:: What needs to be done ::
Could you return each line below without altering a word?

[Referring expression pointing data]

Start of Block

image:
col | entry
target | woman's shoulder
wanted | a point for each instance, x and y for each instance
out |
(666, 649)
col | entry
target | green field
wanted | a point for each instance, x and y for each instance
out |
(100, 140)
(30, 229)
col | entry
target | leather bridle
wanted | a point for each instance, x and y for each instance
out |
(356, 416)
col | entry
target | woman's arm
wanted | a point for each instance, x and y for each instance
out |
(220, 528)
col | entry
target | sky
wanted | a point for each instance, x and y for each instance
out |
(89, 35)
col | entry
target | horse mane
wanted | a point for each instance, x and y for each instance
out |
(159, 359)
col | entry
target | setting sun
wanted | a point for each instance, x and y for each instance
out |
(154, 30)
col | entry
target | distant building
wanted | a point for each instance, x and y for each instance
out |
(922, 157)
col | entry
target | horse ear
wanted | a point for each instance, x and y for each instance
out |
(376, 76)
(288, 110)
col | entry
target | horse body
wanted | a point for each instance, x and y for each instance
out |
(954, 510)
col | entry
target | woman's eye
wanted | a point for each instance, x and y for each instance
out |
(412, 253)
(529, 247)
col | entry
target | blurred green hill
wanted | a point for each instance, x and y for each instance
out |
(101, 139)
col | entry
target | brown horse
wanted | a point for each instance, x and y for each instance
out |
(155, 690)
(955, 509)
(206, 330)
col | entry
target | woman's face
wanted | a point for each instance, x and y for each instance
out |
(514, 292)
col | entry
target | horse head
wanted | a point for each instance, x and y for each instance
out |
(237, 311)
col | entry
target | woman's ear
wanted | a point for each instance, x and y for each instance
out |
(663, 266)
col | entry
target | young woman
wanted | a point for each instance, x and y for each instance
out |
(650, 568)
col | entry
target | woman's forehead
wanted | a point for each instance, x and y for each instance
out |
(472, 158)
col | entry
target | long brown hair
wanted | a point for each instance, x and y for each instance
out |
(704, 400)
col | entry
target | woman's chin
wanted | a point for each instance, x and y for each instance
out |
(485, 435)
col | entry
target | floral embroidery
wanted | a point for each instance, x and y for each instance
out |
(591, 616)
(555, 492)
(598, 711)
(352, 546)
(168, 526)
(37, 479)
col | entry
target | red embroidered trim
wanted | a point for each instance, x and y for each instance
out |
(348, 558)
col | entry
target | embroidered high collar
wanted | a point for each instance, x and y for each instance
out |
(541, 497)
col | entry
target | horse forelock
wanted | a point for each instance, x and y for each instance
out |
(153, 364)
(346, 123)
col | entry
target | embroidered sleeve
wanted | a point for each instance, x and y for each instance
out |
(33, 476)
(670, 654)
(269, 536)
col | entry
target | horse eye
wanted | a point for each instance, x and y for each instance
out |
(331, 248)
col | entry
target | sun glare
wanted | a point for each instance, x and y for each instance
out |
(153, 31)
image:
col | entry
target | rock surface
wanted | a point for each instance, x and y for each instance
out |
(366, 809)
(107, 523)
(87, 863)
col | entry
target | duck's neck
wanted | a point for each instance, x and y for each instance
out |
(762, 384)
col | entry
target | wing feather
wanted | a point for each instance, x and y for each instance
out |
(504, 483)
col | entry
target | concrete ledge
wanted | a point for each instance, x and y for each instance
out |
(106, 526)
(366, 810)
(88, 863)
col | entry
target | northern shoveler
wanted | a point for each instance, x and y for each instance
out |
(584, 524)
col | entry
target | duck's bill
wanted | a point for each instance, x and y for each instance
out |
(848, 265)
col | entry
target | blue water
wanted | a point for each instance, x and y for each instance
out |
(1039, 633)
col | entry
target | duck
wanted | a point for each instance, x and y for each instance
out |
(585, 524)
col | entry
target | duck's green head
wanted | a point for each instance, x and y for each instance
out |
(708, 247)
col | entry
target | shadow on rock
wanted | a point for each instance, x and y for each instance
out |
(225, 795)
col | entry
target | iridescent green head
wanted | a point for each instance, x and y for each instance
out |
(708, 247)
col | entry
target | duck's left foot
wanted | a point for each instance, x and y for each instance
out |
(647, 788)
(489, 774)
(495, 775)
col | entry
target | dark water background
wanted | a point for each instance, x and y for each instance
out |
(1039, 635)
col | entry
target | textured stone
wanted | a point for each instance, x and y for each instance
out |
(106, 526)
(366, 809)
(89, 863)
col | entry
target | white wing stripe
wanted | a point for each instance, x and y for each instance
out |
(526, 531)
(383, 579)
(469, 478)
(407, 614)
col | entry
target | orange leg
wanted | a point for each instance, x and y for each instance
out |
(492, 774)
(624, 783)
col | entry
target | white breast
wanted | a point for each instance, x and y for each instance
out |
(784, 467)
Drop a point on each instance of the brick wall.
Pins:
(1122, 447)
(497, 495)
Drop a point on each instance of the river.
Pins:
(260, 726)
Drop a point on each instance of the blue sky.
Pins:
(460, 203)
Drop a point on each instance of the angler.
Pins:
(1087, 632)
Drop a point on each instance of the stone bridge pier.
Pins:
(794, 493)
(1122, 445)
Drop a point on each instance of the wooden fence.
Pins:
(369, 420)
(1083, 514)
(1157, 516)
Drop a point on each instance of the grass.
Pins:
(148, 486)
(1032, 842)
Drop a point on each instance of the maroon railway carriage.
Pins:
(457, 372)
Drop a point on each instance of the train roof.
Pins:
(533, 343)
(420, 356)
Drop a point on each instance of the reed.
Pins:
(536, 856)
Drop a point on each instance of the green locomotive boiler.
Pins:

End of Block

:: Result for this task ::
image:
col | entry
target | woman's shoulder
wanted | a point for each instance, x and y for each instance
out |
(666, 649)
col | entry
target | green field
wanted | a point for each instance, x and y for each instance
out |
(100, 140)
(30, 229)
col | entry
target | leather bridle
wanted | a point for each instance, x and y for each instance
out |
(356, 416)
col | entry
target | woman's arm
wanted | a point for each instance, x and y for each instance
out |
(220, 528)
col | entry
target | sky
wanted | a point for each instance, x and y for each instance
out |
(89, 35)
col | entry
target | horse mane
wanted | a point for each instance, x and y for each instance
out |
(159, 359)
col | entry
target | setting sun
wanted | a point for each instance, x and y for each instance
out |
(154, 30)
col | entry
target | distant building
wanted | a point for each instance, x and y for each instance
out |
(922, 157)
col | entry
target | horse ear
wanted | a point for each instance, x and y for each instance
out |
(376, 76)
(288, 110)
col | entry
target | horse body
wanted | a point for each instance, x and y for each instance
out |
(954, 510)
col | entry
target | woman's eye
wanted | a point for each instance, x and y for each instance
out |
(412, 253)
(529, 247)
col | entry
target | blurred green hill
wanted | a point for each instance, x and y for each instance
out |
(101, 139)
col | entry
target | brown horse
wanted | a point for each instance, x and y for each instance
out |
(155, 690)
(955, 509)
(206, 330)
col | entry
target | woman's face
wanted | a point for each instance, x and y for each instance
out |
(514, 292)
col | entry
target | horse head
wanted | a point for each instance, x and y for each instance
out |
(237, 311)
col | entry
target | woman's ear
wanted | a point for each instance, x and y for each instance
out |
(663, 266)
col | entry
target | young woman
wanted | a point for each instance, x and y for each instance
out |
(650, 568)
col | entry
target | woman's forehead
wanted | a point for each instance, x and y for each instance
out |
(472, 158)
col | entry
target | long brown hair
wanted | a point for each instance, x and y for each instance
out |
(704, 400)
col | entry
target | woman's chin
wanted | a point for each instance, x and y for each instance
out |
(485, 435)
col | entry
target | floral embroidery
wanted | a point for each instance, x and y for each instance
out |
(591, 616)
(555, 492)
(598, 711)
(352, 546)
(168, 526)
(37, 479)
col | entry
target | red embroidered trim
wanted | a point for each instance, x and y for each instance
out |
(348, 558)
col | entry
target | embroidered high collar
wanted | a point for each instance, x and y for each instance
out |
(541, 497)
col | entry
target | horse forelock
wanted | a point for each instance, x and y for each instance
out |
(153, 364)
(346, 123)
col | entry
target | embroidered sleeve
wanted | a point for each instance, x and y for each instance
out |
(33, 476)
(670, 654)
(269, 536)
col | entry
target | horse eye
wanted | a point for each instance, x and y for each instance
out |
(331, 248)
col | entry
target | sun glare
wanted | a point for each instance, x and y for each instance
out |
(153, 31)
image:
col | entry
target | rock surface
wanted | a point for each instance, x and y for each instance
out |
(366, 809)
(107, 523)
(87, 863)
col | entry
target | duck's neck
wanted | a point for each instance, x and y for each instance
out |
(762, 384)
col | entry
target | wing feather
wanted | a point for each instance, x and y for each instance
out |
(504, 483)
col | entry
target | concrete ledge
wanted | a point for each instance, x and y for each instance
out |
(106, 526)
(366, 810)
(88, 863)
col | entry
target | northern shoveler
wanted | a point for each instance, x and y for each instance
out |
(584, 524)
col | entry
target | duck's bill
wanted | a point for each instance, x and y for each instance
out |
(848, 265)
col | entry
target | blue water
wanted | a point for each instance, x and y for each instance
out |
(1039, 633)
col | entry
target | duck
wanted | a point for each instance, x and y for each instance
out |
(585, 524)
col | entry
target | duck's green head
wanted | a point for each instance, x and y for each instance
out |
(708, 247)
col | entry
target | shadow on rock
wanted | a point for each instance, x and y for each instance
out |
(225, 795)
col | entry
target | iridescent green head
wanted | a point for each instance, x and y for each instance
out |
(708, 247)
col | entry
target | duck's left foot
wanted | a point for each instance, x and y for each instance
out |
(647, 788)
(489, 774)
(495, 775)
col | entry
target | dark water background
wanted | a point for each instance, x and y for each instance
out |
(1039, 635)
col | entry
target | textured stone
wanted | a point for each instance, x and y for each instance
out |
(106, 526)
(366, 809)
(89, 863)
col | entry
target | white wing stripe
wanted | a point for each instance, x and y for each instance
out |
(526, 531)
(383, 579)
(469, 478)
(407, 614)
col | entry
target | orange leg
wanted | a point for each instance, x and y for each instance
out |
(492, 774)
(624, 783)
col | entry
target | white breast
wanted | a point for each instance, x and y for each instance
out |
(784, 467)
Drop a point on each instance of the brick wall.
Pins:
(1122, 447)
(497, 495)
Drop a point on each instance of the river.
Pins:
(260, 726)
Drop a point on each instance of the blue sky.
Pins:
(460, 203)
Drop a point on each instance of the angler.
Pins:
(1087, 632)
Drop a point on each instance of the stone bridge pier.
Pins:
(794, 493)
(1122, 445)
Drop a point on each instance of the wooden fence.
Pins:
(369, 420)
(1083, 514)
(1157, 516)
Drop a point on each instance of the grass.
Pins:
(148, 486)
(1032, 842)
Drop a point on each instance of the maroon railway carriage.
Pins:
(457, 372)
Drop a point on each instance of the train roof.
Pins:
(533, 343)
(420, 356)
Drop a point on each instance of the reed.
Pins:
(536, 856)
Drop a point on each instance of the green locomotive boiler.
Pins:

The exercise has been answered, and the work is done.